** Opening Source extract block **
= Coronation Hill =

Area in Kakadu National Park, Northern Territory, Australia

Coronation Hill is a sandstone outcrop within Kakadu National Park in the Northern Territory of Australia.

The area had been briefly mined for uranium at El Sherana in the 1950s and in 1988 proposals for new mining of gold were made.

When mining was proposed in 1988 the area existed as an excised zone of Kakadu National Park and was added to it after the proposal was defeated.

==Political importance==

The Australian Government established the Resource Assessment Commission to provide a report to inform best decision making about new mining in the area.

Environmental, indigenous rights and social campaigns fought against allowing mining.
Opposed environmental campaigns came from many organisations including the Kakadu Action Group founded by Lindsay Mollison, part of the Australian Conservation Foundation.

After some years of community debate the proposal was vetoed, despite internal disagreement, by then Prime Minister, Bob Hawke, in a Cabinet Meeting in May 1991. His actions in Cabinet that day were regarded as some as important in his ultimately being replaced later that year.

The area was added to the park as part of its stage 3 inclusions.

The decisions made with respect to Coronation Hill helped inform further decisions about other proposals to mine in Kakadu including rejection of a uranium mine at Jabiluka in the mid 1990s.
** Closing Source extract block **
** Opening Available data block **
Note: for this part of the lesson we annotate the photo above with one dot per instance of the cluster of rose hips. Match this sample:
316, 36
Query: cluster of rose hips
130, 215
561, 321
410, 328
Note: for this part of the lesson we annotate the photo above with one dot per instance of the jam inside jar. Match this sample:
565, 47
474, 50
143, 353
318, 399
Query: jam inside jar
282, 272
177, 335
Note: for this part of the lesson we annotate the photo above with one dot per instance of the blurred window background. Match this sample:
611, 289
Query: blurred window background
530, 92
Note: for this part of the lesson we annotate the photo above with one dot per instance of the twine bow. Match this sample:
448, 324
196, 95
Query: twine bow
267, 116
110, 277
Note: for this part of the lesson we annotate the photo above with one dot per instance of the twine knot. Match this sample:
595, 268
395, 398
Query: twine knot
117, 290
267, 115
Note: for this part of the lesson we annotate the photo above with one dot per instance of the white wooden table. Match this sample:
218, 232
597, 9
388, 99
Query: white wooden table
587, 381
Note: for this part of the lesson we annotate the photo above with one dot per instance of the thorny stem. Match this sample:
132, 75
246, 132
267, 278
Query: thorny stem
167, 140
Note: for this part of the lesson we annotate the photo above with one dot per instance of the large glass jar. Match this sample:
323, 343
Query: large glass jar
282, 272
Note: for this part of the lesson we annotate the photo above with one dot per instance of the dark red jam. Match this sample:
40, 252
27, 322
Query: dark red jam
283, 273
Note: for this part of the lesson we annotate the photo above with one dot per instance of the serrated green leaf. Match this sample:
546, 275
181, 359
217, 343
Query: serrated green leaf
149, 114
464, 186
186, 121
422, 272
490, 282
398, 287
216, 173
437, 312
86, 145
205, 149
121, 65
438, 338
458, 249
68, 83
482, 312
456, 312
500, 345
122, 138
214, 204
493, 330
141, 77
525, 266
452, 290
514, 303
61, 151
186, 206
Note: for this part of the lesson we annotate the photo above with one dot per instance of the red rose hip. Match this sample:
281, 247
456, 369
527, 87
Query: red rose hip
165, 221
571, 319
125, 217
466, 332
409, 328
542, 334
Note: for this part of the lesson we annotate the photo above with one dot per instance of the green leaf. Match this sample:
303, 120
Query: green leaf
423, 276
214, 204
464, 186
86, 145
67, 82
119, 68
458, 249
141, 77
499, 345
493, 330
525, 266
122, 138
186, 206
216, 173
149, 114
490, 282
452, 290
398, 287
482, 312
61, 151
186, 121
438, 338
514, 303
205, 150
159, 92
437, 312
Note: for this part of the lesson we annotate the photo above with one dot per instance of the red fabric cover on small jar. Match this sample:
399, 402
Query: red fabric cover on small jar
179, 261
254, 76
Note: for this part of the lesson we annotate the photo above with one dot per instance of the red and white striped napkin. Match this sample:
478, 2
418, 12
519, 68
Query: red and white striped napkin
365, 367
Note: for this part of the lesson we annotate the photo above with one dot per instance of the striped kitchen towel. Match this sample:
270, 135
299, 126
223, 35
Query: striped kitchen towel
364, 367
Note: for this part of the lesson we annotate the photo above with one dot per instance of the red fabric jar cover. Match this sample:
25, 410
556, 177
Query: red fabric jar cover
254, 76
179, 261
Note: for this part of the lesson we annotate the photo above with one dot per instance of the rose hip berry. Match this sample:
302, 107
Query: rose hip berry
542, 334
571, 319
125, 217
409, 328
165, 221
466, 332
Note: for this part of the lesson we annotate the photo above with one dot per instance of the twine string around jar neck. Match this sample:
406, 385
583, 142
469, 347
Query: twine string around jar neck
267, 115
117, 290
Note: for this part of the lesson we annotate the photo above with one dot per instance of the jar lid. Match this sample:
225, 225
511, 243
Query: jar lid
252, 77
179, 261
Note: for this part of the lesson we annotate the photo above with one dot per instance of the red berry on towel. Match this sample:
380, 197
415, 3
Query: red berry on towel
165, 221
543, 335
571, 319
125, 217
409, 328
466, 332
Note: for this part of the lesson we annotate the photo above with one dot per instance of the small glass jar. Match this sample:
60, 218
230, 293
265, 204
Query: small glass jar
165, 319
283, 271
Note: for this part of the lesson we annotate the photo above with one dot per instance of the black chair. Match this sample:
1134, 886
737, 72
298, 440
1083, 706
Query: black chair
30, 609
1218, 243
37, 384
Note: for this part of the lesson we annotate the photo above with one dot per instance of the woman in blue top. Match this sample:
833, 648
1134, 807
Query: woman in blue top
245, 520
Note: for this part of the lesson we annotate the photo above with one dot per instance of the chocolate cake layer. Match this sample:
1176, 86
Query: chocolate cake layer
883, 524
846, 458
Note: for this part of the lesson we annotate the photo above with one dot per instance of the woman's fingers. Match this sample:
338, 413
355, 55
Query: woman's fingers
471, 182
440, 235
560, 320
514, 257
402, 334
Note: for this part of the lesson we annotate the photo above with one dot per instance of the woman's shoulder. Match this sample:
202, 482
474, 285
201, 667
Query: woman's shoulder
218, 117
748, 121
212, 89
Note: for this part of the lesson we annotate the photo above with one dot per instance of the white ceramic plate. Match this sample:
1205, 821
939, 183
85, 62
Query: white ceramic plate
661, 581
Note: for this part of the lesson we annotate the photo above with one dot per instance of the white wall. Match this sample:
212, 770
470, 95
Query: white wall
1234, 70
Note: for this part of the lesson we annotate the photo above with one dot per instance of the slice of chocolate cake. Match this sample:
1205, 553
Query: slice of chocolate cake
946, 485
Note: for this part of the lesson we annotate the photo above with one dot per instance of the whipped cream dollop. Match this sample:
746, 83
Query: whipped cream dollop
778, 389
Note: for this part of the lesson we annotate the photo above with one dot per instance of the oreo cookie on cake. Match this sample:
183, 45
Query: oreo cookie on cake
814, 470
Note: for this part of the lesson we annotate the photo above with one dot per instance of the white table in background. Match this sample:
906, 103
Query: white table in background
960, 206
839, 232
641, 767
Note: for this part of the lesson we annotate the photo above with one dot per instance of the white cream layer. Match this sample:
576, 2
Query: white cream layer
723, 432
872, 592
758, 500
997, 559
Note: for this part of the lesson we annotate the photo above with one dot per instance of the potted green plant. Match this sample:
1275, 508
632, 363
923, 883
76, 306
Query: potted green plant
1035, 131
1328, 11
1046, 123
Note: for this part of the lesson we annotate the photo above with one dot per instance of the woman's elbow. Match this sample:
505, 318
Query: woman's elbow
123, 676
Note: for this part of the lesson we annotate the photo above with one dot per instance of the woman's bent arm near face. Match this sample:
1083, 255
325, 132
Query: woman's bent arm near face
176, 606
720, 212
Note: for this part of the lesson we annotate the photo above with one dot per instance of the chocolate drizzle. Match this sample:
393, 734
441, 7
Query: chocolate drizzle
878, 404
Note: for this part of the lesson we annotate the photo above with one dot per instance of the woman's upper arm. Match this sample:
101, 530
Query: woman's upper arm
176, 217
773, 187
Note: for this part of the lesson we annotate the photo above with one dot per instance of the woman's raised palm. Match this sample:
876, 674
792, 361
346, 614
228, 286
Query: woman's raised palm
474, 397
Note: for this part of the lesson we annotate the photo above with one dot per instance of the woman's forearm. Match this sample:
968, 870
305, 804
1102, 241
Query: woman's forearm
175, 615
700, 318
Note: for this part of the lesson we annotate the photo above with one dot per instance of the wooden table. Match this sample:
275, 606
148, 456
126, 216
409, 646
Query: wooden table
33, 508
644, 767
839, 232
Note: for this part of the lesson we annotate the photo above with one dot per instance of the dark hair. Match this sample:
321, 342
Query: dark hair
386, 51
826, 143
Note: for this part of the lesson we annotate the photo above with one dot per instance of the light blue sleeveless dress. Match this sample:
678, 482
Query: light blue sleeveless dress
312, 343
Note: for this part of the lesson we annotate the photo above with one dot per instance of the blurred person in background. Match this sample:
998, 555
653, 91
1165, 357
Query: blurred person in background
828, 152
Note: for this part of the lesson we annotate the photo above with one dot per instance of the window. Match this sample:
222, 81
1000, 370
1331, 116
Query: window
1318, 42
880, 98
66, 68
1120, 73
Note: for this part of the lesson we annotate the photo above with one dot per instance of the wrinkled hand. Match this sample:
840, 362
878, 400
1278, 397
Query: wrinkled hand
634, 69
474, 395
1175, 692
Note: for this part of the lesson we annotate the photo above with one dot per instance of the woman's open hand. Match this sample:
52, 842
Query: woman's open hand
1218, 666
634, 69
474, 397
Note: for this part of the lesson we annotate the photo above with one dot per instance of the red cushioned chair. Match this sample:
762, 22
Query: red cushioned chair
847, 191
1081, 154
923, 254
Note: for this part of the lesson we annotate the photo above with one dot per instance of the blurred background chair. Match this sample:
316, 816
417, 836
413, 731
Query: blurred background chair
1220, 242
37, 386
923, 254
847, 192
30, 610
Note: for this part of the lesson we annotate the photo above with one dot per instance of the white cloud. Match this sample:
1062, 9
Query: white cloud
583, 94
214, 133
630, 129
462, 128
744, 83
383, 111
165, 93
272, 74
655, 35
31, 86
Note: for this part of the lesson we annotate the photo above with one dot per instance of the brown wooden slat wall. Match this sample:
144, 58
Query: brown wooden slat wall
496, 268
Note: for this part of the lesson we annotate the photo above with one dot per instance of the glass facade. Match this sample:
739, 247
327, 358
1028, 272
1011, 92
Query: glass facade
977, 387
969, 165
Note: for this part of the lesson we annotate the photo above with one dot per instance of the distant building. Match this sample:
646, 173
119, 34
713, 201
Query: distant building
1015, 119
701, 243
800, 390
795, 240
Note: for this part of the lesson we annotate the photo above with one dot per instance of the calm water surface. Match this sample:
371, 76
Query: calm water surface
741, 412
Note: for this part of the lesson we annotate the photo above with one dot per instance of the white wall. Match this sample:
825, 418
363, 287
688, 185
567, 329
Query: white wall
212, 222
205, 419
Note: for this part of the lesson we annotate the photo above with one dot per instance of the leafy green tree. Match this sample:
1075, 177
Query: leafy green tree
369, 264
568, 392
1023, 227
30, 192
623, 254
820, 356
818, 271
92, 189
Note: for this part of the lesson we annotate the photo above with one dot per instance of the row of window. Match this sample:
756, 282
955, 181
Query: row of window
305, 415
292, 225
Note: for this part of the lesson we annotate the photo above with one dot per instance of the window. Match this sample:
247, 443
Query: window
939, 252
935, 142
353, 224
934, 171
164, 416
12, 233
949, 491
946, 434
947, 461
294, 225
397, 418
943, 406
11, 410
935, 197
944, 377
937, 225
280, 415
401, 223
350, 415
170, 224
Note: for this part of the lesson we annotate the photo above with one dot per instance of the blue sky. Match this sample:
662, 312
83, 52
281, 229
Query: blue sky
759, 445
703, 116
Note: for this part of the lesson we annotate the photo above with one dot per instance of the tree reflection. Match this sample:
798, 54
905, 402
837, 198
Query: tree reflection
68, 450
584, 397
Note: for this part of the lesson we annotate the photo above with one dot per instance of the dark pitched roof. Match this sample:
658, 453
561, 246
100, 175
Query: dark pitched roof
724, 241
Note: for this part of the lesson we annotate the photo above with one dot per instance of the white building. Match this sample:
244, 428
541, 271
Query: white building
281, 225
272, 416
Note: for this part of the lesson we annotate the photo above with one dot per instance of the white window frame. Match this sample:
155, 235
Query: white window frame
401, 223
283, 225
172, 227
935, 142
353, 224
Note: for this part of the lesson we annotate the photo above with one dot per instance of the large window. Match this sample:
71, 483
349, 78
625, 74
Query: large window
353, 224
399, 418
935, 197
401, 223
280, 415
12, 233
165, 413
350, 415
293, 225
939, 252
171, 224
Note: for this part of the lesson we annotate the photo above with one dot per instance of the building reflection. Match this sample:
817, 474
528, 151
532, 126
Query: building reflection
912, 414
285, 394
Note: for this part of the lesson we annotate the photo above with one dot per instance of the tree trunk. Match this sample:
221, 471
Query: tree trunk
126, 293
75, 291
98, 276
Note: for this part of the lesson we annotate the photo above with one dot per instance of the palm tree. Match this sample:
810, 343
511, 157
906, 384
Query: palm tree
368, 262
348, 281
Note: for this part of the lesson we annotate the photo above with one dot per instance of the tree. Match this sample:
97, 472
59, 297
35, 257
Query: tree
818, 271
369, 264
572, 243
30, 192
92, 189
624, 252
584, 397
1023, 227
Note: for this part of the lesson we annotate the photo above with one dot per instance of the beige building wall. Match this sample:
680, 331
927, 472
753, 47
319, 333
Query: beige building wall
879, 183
** Closing Available data block **
**Exercise set:**
[1] Answer these questions using the Coronation Hill text:
(a) What was briefly mined at El Sherana in the 1950s?
(b) What body did the Australian Government set up to report on new mining in the area?
(c) In what month and year was the mining proposal vetoed?
[2] Summarize the Coronation Hill text in two sentences.
[3] From the Coronation Hill text, return unchanged the part that opens with the words containing "Coronation Hill is" and closes with "against allowing mining.".

**Responses by item number:**
[1]
(a) Uranium.
(b) The Resource Assessment Commission.
(c) May 1991.

[2] Coronation Hill is a sandstone outcrop in Kakadu National Park in the Northern Territory, where new gold mining was proposed in 1988 while the area was an excised zone of the park. After years of community debate, Prime Minister Bob Hawke vetoed the proposal in a Cabinet meeting in May 1991, and the area was then added to the park.

[3]
Coronation Hill is a sandstone outcrop within Kakadu National Park in the Northern Territory of Australia.

The area had been briefly mined for uranium at El Sherana in the 1950s and in 1988 proposals for new mining of gold were made.

When mining was proposed in 1988 the area existed as an excised zone of Kakadu National Park and was added to it after the proposal was defeated.

==Political importance==

The Australian Government established the Resource Assessment Commission to provide a report to inform best decision making about new mining in the area.

Environmental, indigenous rights and social campaigns fought against allowing mining.